Data lines:
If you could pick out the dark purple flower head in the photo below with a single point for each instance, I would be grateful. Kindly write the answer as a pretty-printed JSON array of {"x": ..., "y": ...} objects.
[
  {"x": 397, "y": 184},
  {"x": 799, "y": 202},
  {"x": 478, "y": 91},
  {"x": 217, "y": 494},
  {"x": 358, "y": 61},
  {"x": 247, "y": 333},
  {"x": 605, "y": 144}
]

Aim:
Please rewrite every row above, requests included, multiplying each x and y coordinate in the answers by 2.35 and rounding to the nearest whole number, with halves rounded up.

Answer to this problem:
If you could pick out the dark purple flower head in the photo below with a single point for each instance, I would be grateful. Kindly write the answer as a pretty-printed JSON array of {"x": ..., "y": ...} objects.
[
  {"x": 933, "y": 432},
  {"x": 1878, "y": 475},
  {"x": 1123, "y": 214},
  {"x": 510, "y": 1161},
  {"x": 841, "y": 143},
  {"x": 580, "y": 783},
  {"x": 1422, "y": 338}
]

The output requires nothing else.